- **Text**:
- - - - - - -
Geht eine Regierung hin und stellt sich z.B. durch ein Ermächtigungsgesetz über das Recht, so ist ein Putsch gegen diese Regierung zur Wiederherstellung der verfassungsgemäßen Ordnung zulässig, wenn andere Abhilfe nicht möglich ist. Das Grundgesetz normiert das in Artikel 20.
Ich kenne die genauen Verhältnisse in der Türkei nicht, traue mir aktuell also nicht zu, die Legitimität des Putsches zu beurteilen. Ich will nur klarstellen, dass es durchaus Situationen geben kann, in denen ein Putsch gegen eine demokratisch gewählte Regierung zulässig sein kann. Das Verhalten Erdogans lässt zumindest vermuten, dass er sich über türkisches Recht gestellt hat und somit den Boden der Rechtstaatlichkeit verlassen wäre.
Ich neige nicht dazu, über jedes Stöckchen zu springen, das mir hingehalten wird … mir gehts aber um den Unterton des einen oder anderen Kommentars, die ich mit Sympathie für einen Militärputsch verbinde. Die haben nichts mit Strategie oder deren Perspektive zu tun, sondern schlicht mit der Ablehnung Erdogans – also Gefühlen, die sie mir vorwerfen.
@ Ishtarah | 16. Juli 2016 – 11:08
Die Hypothese einer Inszenierung dieses Putsches halte ich für durchaus interessant, man sollte den Gedanken weiter verfolgen.
Erdogan braucht eine türkische Katharsis, aus der er dann als Lichtgestalt und neuer Sultan als unangefochtener Führer hervorgeht. Gerade vor der ausführlichen Putscherfahrung der Türkei liegt es nahe, dieses Werkzeug zu wählen, insbesondere da andere von Erdogan provozierte Konflikte ja nicht den von ihm gewünschten Einigungsprozess angestoßen haben.
- - - - - - -
- **Arbeitsmaterial**:
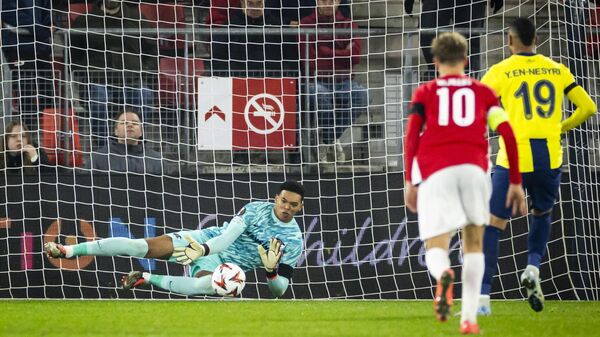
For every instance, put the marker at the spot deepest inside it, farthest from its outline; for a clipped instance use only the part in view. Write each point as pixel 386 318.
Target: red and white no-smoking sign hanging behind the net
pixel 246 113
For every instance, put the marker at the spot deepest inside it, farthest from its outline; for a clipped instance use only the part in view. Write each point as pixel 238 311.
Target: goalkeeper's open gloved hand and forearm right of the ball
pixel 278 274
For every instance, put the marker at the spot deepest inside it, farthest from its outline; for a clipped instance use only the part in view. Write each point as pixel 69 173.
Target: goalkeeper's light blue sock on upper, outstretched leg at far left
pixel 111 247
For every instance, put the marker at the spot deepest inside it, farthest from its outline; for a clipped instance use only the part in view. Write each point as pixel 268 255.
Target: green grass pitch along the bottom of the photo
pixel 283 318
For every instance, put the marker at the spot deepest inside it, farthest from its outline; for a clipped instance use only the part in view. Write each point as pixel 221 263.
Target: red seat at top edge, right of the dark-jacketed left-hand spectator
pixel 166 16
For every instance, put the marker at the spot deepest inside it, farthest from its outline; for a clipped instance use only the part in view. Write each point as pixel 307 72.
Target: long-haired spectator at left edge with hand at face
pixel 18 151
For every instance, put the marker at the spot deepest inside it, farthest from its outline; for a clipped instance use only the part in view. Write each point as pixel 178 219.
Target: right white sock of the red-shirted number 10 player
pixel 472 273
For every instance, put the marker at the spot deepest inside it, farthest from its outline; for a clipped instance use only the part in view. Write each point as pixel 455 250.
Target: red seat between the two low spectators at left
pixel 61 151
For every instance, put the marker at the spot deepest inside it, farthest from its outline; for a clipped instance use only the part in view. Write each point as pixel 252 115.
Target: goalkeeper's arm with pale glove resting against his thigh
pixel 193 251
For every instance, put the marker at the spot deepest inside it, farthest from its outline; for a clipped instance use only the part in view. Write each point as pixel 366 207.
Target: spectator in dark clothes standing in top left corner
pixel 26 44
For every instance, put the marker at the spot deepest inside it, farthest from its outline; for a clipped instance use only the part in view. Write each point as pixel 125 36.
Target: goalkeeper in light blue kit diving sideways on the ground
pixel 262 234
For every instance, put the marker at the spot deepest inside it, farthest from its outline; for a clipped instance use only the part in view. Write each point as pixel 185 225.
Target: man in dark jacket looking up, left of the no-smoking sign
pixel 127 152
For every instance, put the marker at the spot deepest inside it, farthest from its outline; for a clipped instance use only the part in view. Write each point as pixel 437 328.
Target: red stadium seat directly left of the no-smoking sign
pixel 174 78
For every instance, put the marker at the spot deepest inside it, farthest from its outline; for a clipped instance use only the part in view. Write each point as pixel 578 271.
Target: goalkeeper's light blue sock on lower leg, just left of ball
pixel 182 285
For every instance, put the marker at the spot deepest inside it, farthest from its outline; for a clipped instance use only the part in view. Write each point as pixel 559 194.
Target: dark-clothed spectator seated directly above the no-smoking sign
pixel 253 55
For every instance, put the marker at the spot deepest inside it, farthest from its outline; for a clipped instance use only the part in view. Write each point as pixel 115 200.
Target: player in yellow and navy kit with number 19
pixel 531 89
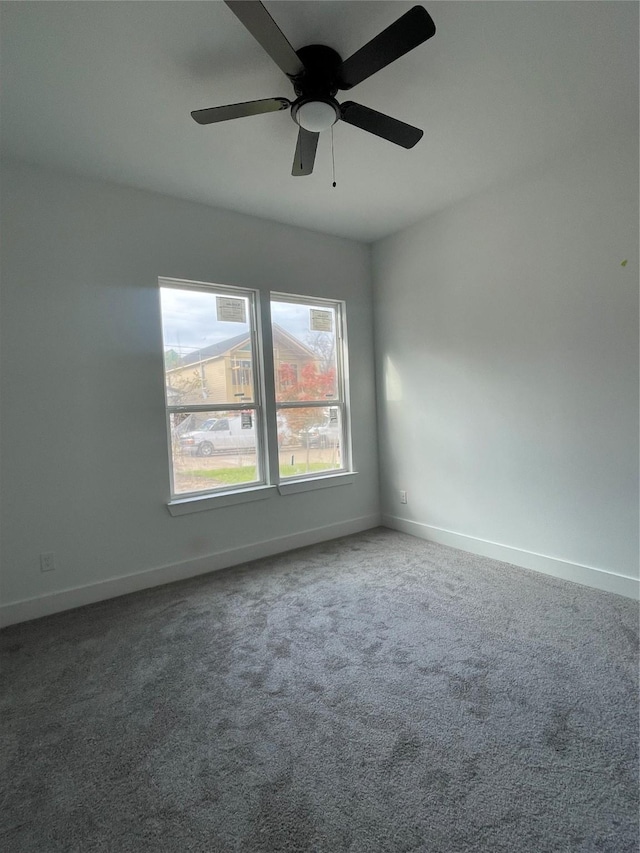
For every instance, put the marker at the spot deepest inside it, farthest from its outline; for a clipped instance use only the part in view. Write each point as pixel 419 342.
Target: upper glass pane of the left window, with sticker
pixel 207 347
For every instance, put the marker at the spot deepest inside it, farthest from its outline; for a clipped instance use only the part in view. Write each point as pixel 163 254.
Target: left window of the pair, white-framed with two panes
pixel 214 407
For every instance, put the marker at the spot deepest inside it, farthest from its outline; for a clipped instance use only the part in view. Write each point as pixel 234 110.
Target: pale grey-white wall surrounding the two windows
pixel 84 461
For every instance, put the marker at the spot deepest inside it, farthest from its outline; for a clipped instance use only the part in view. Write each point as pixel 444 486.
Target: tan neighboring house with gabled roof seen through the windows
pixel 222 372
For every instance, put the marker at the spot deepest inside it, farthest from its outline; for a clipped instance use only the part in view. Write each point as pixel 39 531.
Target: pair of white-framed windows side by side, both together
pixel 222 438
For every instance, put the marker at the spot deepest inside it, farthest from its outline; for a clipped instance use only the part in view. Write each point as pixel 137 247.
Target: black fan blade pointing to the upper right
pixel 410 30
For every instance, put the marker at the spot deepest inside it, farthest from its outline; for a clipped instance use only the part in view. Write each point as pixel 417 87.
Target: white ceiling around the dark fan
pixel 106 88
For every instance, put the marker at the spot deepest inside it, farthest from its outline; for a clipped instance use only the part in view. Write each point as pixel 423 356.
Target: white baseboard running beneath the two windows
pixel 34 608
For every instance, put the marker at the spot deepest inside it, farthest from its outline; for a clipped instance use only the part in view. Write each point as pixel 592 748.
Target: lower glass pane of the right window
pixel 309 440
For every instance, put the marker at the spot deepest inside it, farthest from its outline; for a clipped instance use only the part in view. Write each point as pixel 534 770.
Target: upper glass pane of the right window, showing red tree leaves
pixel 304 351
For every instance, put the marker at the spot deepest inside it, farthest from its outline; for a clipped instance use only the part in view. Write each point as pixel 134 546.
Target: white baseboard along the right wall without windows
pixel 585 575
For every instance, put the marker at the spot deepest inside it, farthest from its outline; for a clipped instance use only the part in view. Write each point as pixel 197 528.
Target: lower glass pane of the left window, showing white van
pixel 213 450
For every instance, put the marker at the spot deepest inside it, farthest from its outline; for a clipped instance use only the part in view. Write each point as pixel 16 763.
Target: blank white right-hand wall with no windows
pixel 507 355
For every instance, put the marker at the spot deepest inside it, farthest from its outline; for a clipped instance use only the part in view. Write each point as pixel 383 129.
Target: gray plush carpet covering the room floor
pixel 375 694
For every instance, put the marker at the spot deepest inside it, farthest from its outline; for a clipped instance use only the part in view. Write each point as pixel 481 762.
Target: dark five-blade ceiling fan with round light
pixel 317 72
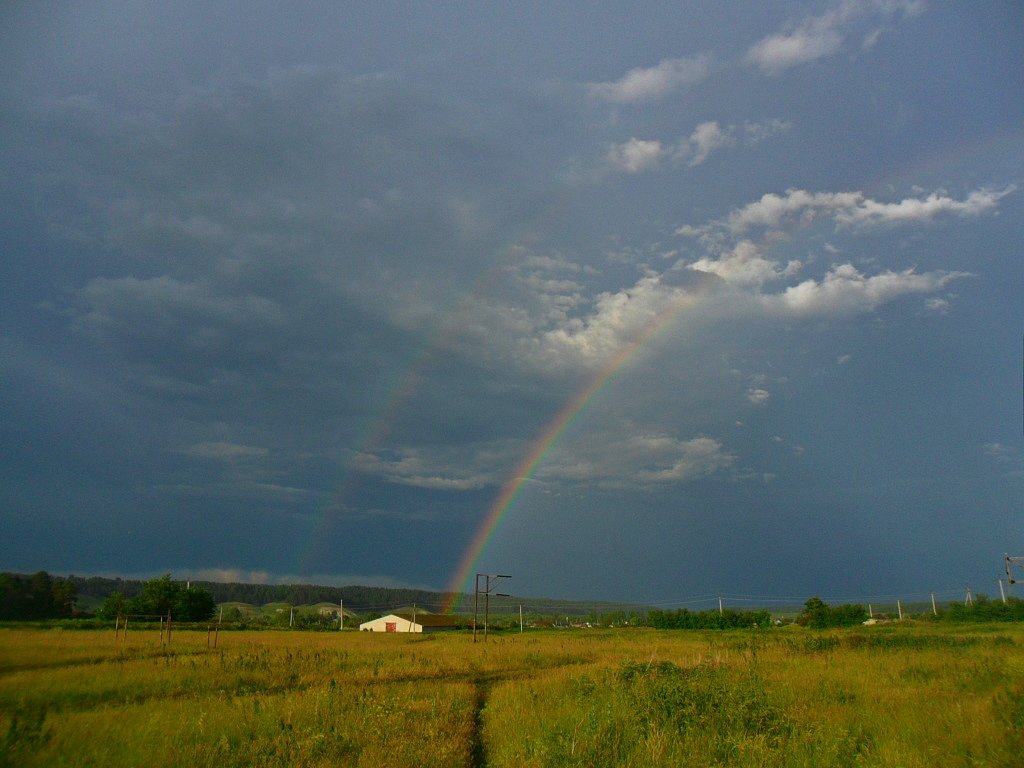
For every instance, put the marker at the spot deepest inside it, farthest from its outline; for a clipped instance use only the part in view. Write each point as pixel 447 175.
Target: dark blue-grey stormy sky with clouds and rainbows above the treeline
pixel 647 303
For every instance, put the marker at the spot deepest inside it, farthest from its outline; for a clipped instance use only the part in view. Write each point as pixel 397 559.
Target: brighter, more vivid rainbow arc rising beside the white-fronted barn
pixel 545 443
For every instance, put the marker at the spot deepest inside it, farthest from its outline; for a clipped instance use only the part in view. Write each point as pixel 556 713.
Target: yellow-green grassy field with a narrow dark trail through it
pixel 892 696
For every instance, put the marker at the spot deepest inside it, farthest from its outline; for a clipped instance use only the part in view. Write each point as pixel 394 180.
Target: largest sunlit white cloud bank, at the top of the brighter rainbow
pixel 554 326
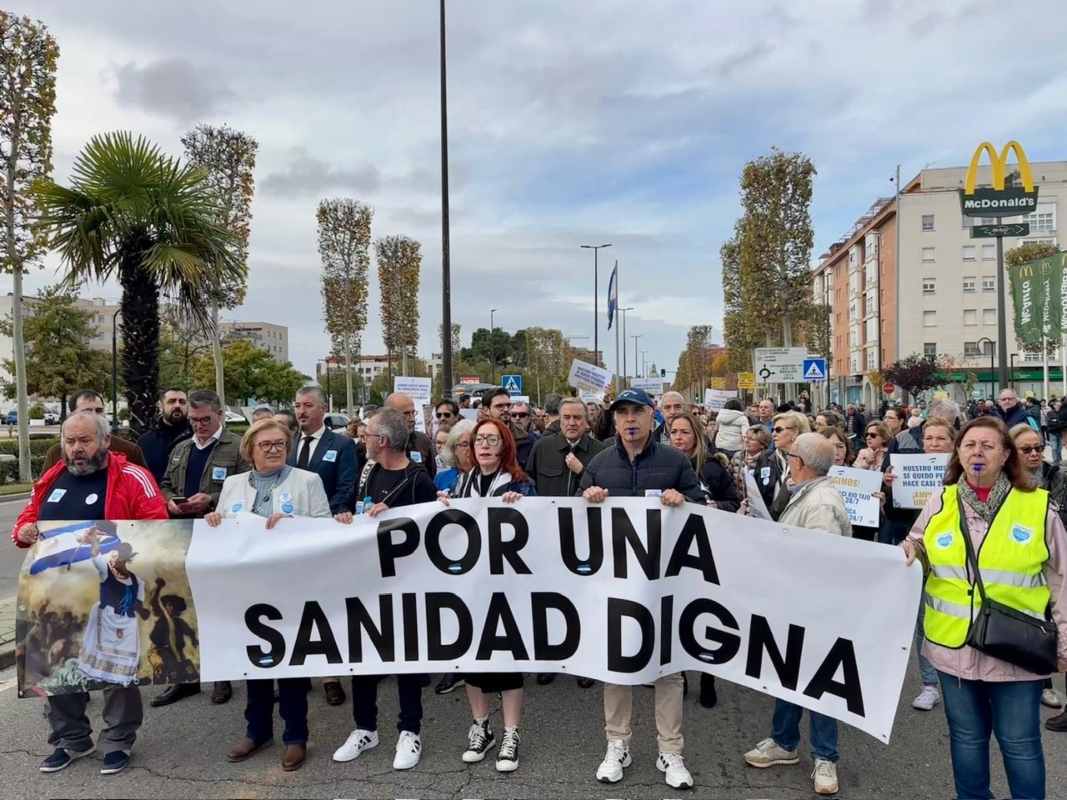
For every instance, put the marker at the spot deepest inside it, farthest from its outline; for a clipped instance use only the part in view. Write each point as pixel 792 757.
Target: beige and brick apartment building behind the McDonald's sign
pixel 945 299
- - - - - - -
- **Aufgaben**:
**a.** Gib den Text über den Putsch in der Türkei von „Geht eine Regierung“ bis „Rechtstaatlichkeit verlassen wäre.“ wörtlich wieder.
**b.** Setze den Text über den Putsch in der Türkei im Anschluss an seinen letzten Satz fort.
Die Daten sind eigenständiges Material und gehören nicht zum Text.

- **Lösungen**:
**a.**
Geht eine Regierung hin und stellt sich z.B. durch ein Ermächtigungsgesetz über das Recht, so ist ein Putsch gegen diese Regierung zur Wiederherstellung der verfassungsgemäßen Ordnung zulässig, wenn andere Abhilfe nicht möglich ist. Das Grundgesetz normiert das in Artikel 20.
Ich kenne die genauen Verhältnisse in der Türkei nicht, traue mir aktuell also nicht zu, die Legitimität des Putsches zu beurteilen. Ich will nur klarstellen, dass es durchaus Situationen geben kann, in denen ein Putsch gegen eine demokratisch gewählte Regierung zulässig sein kann. Das Verhalten Erdogans lässt zumindest vermuten, dass er sich über türkisches Recht gestellt hat und somit den Boden der Rechtstaatlichkeit verlassen wäre.

**b.**
@Zivi a.D.
Mich gleich als Republikfeind einzustufen weil ich für einen strategischen Blick auf die Lage eintrete, macht mich ein Stück weit betroffen…
Aber es ist nun einmal so, dass man in bestimmten Funktionen diesem Land nur dann sinnvoll dienen kann, wenn man einen nüchternen Blick auf die Dinge hat und die Lage nicht durch einen Filter und in Kategorien wahrnimmt, die gerade außerhalb Europas weitgehend bedeutungslos sind.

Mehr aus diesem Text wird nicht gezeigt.